(Bounding box annotation lines)
________________________________________

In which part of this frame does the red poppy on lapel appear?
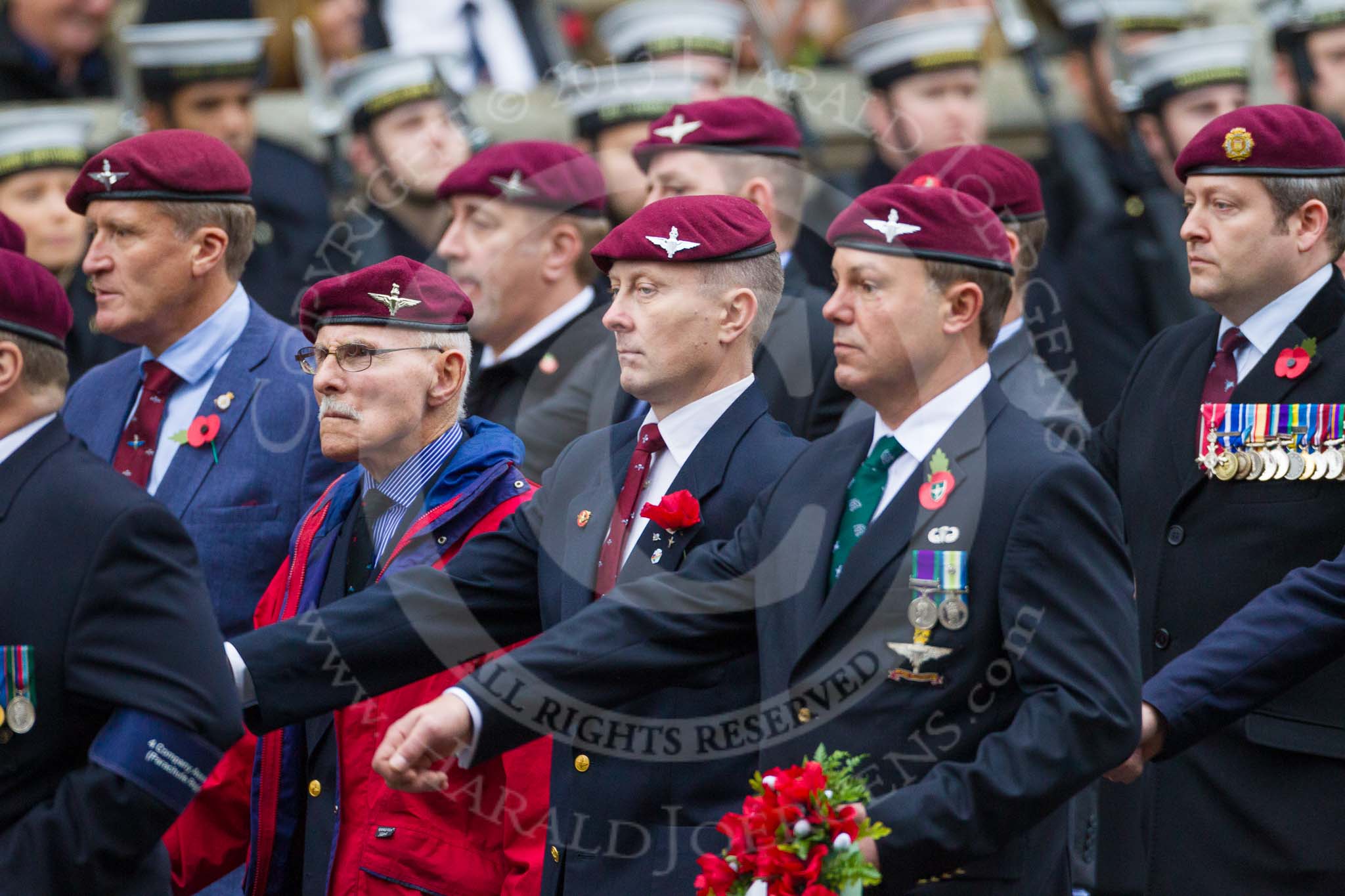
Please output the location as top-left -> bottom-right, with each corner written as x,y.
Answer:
1275,339 -> 1317,380
187,414 -> 219,447
640,489 -> 701,532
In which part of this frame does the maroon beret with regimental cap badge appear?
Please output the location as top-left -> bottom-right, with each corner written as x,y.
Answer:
631,96 -> 803,169
827,184 -> 1013,274
66,131 -> 252,215
592,196 -> 775,272
1173,105 -> 1345,181
892,145 -> 1046,222
0,212 -> 28,255
0,249 -> 76,351
299,255 -> 472,341
437,140 -> 607,218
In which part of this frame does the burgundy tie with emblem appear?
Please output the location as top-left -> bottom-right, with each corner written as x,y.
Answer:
593,423 -> 666,598
1200,326 -> 1248,404
112,362 -> 181,488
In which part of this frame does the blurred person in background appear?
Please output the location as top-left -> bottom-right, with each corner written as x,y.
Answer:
0,106 -> 131,381
121,0 -> 331,322
0,0 -> 116,102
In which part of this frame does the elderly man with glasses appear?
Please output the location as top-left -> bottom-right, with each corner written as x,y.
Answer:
165,255 -> 550,896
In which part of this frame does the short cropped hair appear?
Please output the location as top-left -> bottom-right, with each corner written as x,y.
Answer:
713,153 -> 807,240
0,326 -> 70,395
698,253 -> 784,352
924,259 -> 1013,348
159,200 -> 257,281
1260,175 -> 1345,261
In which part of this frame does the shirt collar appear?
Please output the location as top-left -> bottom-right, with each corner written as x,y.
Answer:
1214,265 -> 1332,354
479,286 -> 593,370
990,317 -> 1024,352
644,375 -> 756,466
869,363 -> 990,462
361,423 -> 463,509
140,284 -> 250,384
0,414 -> 56,463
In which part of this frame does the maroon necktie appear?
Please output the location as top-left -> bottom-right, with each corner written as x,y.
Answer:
112,362 -> 181,488
1200,326 -> 1246,404
593,423 -> 665,598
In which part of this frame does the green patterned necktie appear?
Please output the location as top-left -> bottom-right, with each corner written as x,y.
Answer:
829,435 -> 906,587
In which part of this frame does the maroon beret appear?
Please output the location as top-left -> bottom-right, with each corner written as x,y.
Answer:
892,145 -> 1046,222
0,249 -> 76,349
827,184 -> 1013,274
631,96 -> 803,169
66,131 -> 252,215
439,140 -> 607,218
592,196 -> 775,272
0,212 -> 28,255
299,255 -> 472,341
1173,105 -> 1345,181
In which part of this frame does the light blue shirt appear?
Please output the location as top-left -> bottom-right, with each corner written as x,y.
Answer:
359,423 -> 463,566
1214,265 -> 1334,383
127,284 -> 252,494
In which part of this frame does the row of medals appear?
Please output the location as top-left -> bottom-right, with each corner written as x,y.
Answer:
906,579 -> 967,631
1197,439 -> 1345,482
0,693 -> 37,740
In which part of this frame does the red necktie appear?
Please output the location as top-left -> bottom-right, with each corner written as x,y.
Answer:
1200,326 -> 1246,404
593,423 -> 666,598
112,362 -> 181,488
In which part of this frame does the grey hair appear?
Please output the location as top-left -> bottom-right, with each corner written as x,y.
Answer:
420,330 -> 472,419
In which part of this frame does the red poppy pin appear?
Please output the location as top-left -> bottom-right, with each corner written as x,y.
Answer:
1275,337 -> 1317,380
920,449 -> 958,511
640,489 -> 701,532
168,414 -> 219,463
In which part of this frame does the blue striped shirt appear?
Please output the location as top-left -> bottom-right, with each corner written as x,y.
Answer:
359,423 -> 463,567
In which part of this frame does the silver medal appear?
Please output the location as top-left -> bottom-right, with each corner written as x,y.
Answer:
906,594 -> 939,629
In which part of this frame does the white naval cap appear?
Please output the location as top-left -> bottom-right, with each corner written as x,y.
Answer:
596,0 -> 748,62
842,9 -> 990,90
1052,0 -> 1192,40
1259,0 -> 1345,49
557,60 -> 699,139
120,19 -> 276,81
0,106 -> 93,177
1127,26 -> 1256,110
332,50 -> 449,131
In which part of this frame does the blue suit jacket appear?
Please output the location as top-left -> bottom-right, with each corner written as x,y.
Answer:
234,387 -> 806,896
63,302 -> 349,637
1145,542 -> 1345,759
449,383 -> 1139,896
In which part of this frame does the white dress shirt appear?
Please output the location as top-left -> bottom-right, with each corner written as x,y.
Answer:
1214,265 -> 1333,383
477,286 -> 593,371
869,364 -> 990,519
384,0 -> 537,94
445,368 -> 759,769
0,414 -> 56,463
127,284 -> 252,494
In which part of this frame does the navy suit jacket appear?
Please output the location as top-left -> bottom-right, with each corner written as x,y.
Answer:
63,302 -> 349,637
0,417 -> 242,896
1145,542 -> 1345,760
234,387 -> 806,895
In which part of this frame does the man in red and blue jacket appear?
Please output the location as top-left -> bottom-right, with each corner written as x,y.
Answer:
165,258 -> 550,896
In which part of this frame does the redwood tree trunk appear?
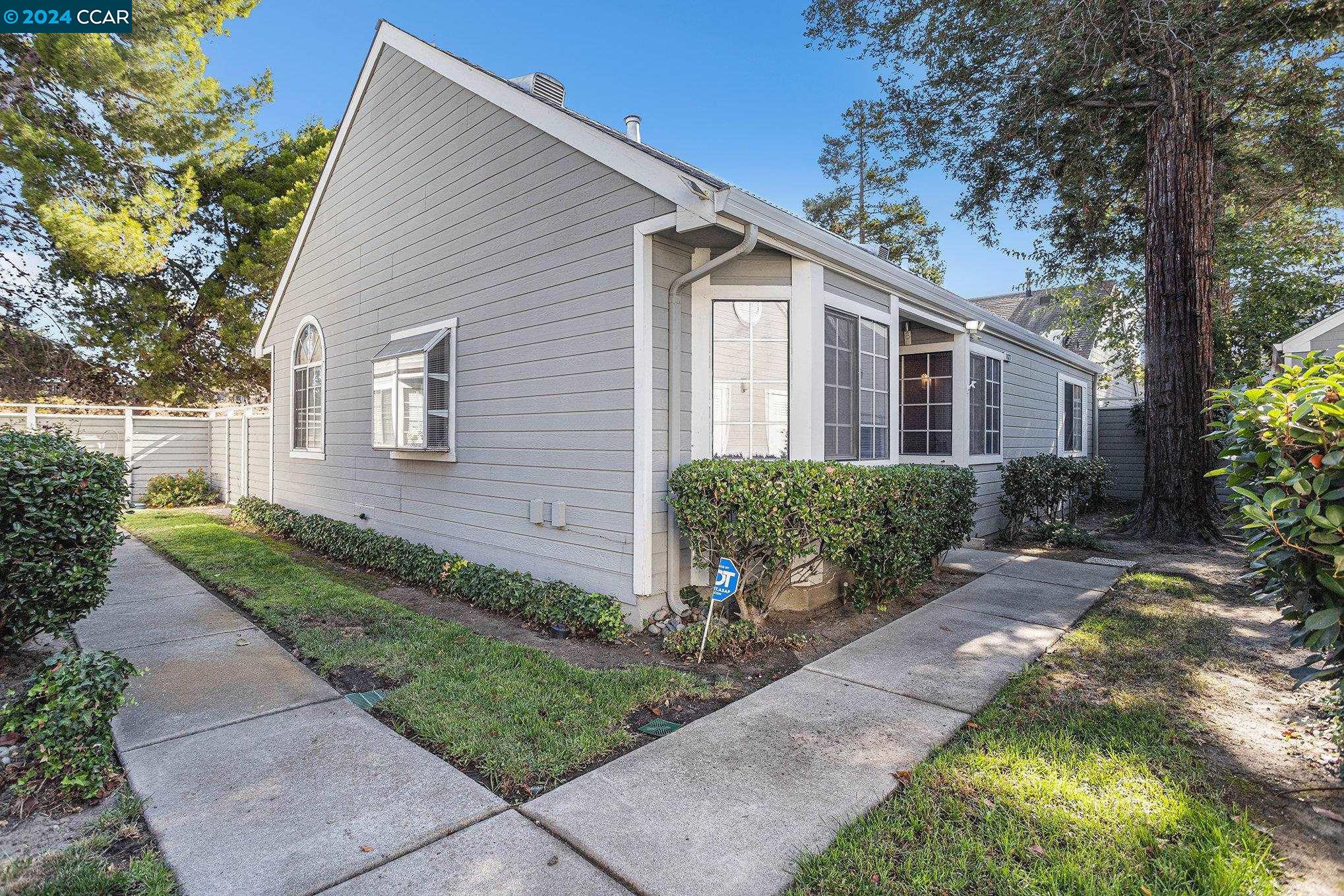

________________________________________

### Task goal
Rewrite the lines from the one containing "In which part of this frame does the red poppy pin" through the one containing "332,50 -> 449,131", changing "silver medal" to "bronze medal" and keeping everything else as it is.

### Expected output
In which part of this frame does the red poppy pin appear?
Please output the location as top-left -> bottom-right, with each corner written as x,y.
Answer:
1275,337 -> 1317,380
920,449 -> 958,511
640,489 -> 701,532
168,414 -> 219,463
In which part of this frame does the blue striped shirt appear?
Please output the location as top-left -> bottom-right, with each corner written as x,y.
Answer:
359,423 -> 463,567
In which part of this frame does the bronze medal appear?
Please output the location as top-left -> bottom-right, with each corner written as x,y.
Answer:
906,594 -> 939,629
In which part of this frame does the white naval cap appear?
Please output the location as top-left -> bottom-right, with each corner written as x,y.
Answer:
596,0 -> 748,62
842,9 -> 990,90
1052,0 -> 1192,40
1259,0 -> 1345,49
557,60 -> 699,139
120,19 -> 276,81
0,106 -> 93,177
1127,26 -> 1256,110
332,50 -> 449,131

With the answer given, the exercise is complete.